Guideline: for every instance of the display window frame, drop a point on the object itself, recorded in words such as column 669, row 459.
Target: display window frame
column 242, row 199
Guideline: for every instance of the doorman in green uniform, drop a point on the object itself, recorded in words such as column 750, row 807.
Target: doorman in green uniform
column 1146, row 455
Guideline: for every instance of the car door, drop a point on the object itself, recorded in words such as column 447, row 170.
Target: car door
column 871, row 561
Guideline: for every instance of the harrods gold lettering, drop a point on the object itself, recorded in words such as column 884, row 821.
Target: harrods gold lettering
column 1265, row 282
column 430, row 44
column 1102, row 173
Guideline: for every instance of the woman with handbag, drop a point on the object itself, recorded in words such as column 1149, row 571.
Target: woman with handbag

-- Ziel --
Schreiben Sie sämtliche Daten oben Zeile für Zeile ab, ohne etwas daran zu verändern.

-- Vollständige Ausgabe --
Guideline: for every instance of the display window frame, drop a point on the object itself, recorded in words such as column 669, row 459.
Target: display window frame
column 242, row 199
Guideline: for every instance of the doorman in green uniform, drop a point on the object itself, recorded in words such as column 750, row 807.
Target: doorman in green uniform
column 1146, row 455
Guideline: for every instance of the car door, drop a point on the object itself, recorded in words such as column 447, row 170.
Target: car door
column 871, row 561
Guideline: for every instance of the harrods gold lettering, drop a point on the object itself, recorded in words such as column 884, row 821.
Target: harrods gold lettering
column 1265, row 282
column 430, row 44
column 1102, row 173
Guideline: for every instance of the woman with handbag, drop a point on the object itself, recorded in words such as column 1149, row 571.
Target: woman with handbag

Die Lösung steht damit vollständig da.